▸ **What to do**
In the article on the Dodge City Law owners, copy the portion between "On April 1, 2021, it" and "of the team.", inclusive, substituting "club" for every "franchise".

‘New’ Dodge City Law owners seek to win over a wary public
The former owners of the original Dodge City Law indoor football team — Ricky Bertz, Joi Ponder, and Sean Ponder — showed a lack of respect for the interests and legal rights of some fans, players, partners, and sponsors during the team’s four-season tenure from 2013 until 2017, according to numerous sources. From the beginning, the owners made legally binding promises to some individuals, partners, and sponsors that they didn’t fulfill. The 2017 season ended abruptly under mysterious circumstances. The Ponders left town shortly thereafter without returning funds owed to fans, players, partners, and sponsors.
On April 1, 2021, it was announced that the Dodge Law franchise would be revived for the 2021 season and beyond. In a CIF video released online, Richard Davis stated that he will be the managing partner of the franchise and the head coach of the football team. He said that the financial backer of the team is Craig Tirey of Oklahoma City, OK. Davis stated that he is an “equity partner” who hasn’t contributed any money to the venture. According to Davis, only he and Tirey have financial interests as owners of the team.

Region pointing lines:
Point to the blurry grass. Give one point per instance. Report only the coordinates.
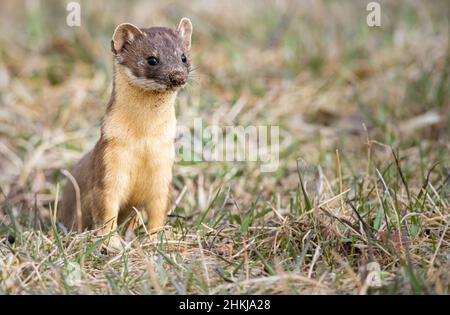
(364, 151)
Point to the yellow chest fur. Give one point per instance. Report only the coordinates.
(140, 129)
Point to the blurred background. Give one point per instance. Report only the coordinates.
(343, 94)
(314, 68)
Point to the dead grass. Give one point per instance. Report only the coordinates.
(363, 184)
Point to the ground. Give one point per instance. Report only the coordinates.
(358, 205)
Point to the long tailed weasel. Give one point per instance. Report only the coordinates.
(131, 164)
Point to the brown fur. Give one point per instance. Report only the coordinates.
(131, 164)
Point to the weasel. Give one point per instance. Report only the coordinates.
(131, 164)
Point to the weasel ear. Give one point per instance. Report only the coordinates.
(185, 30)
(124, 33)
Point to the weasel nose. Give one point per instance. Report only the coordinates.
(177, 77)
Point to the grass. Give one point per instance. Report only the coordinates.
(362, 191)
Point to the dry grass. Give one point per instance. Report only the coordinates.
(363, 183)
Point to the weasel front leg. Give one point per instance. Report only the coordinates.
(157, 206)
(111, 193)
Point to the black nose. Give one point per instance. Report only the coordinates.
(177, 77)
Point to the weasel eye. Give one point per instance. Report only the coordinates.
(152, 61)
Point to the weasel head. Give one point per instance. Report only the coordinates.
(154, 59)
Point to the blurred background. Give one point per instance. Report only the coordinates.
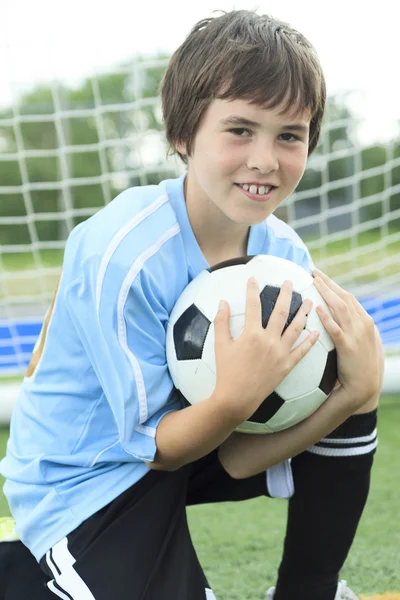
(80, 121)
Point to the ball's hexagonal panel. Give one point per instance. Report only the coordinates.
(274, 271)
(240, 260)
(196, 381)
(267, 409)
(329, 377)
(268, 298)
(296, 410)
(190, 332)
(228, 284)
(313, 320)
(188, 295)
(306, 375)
...
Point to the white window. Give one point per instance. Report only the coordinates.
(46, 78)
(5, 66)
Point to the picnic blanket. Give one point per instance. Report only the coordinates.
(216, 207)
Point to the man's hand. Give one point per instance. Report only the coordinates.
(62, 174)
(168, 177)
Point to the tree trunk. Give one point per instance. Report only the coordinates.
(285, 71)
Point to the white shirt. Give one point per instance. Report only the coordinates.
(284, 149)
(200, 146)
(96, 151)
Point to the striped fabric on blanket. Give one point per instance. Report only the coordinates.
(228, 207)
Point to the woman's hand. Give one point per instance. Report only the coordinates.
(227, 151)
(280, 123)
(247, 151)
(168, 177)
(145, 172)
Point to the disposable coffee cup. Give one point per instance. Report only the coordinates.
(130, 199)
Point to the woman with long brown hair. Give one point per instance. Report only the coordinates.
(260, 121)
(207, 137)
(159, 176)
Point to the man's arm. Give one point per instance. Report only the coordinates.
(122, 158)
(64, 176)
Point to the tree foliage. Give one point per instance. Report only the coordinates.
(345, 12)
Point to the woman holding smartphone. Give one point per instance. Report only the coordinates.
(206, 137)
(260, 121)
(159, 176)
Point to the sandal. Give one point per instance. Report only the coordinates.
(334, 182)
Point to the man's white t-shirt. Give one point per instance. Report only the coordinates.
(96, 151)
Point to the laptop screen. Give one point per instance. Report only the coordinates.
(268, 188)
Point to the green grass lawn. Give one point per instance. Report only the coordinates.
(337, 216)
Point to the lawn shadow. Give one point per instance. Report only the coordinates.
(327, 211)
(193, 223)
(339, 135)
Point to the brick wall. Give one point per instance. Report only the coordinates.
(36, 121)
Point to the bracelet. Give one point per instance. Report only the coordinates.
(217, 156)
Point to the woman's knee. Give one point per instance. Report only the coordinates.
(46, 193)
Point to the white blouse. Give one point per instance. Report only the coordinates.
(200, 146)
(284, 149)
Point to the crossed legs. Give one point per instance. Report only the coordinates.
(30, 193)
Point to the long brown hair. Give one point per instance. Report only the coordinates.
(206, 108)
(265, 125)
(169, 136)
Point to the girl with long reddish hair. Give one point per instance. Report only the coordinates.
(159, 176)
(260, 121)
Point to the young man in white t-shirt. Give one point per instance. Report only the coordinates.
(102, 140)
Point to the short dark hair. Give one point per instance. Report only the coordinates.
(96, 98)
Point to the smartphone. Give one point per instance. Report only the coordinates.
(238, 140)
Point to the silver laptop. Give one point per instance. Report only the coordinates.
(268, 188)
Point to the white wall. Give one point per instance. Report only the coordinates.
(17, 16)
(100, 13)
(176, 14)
==
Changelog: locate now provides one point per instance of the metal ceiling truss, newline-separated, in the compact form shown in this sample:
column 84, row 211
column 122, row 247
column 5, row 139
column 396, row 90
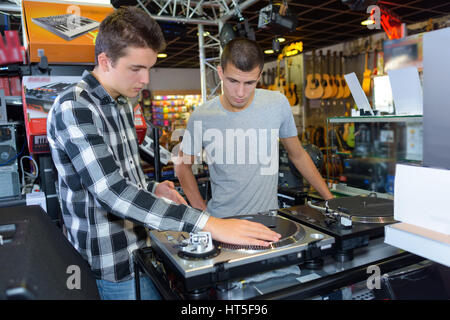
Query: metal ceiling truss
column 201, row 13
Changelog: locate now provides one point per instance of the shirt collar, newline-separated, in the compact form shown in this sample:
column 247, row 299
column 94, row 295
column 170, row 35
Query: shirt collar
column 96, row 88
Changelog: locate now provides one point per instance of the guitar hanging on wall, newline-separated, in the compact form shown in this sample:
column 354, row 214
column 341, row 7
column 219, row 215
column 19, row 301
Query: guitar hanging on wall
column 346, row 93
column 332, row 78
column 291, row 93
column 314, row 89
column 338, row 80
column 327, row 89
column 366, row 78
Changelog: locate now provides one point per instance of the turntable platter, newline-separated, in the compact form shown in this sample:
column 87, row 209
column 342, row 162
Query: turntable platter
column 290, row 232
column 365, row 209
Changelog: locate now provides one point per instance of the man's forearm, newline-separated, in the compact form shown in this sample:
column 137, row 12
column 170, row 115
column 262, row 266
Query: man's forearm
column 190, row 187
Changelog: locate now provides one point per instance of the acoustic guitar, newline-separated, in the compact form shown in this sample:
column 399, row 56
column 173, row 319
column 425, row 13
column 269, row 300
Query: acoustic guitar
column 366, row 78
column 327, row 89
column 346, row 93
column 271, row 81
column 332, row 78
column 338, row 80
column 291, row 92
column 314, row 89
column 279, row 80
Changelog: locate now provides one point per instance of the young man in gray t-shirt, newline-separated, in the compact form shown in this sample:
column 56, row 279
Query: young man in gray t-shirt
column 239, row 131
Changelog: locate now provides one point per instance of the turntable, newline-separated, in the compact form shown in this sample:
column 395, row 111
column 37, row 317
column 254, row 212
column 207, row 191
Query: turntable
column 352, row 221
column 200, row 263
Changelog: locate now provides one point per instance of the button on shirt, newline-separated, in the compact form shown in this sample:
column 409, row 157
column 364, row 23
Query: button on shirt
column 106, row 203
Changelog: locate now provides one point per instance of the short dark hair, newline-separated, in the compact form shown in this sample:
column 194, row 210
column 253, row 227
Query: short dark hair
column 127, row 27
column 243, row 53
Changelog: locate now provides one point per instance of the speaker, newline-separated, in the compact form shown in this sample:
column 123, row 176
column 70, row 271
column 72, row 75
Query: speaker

▸ **Written solution**
On April 1, 2021, it was announced that the Dodge Law club would be revived for the 2021 season and beyond. In a CIF video released online, Richard Davis stated that he will be the managing partner of the club and the head coach of the football team. He said that the financial backer of the team is Craig Tirey of Oklahoma City, OK. Davis stated that he is an “equity partner” who hasn’t contributed any money to the venture. According to Davis, only he and Tirey have financial interests as owners of the team.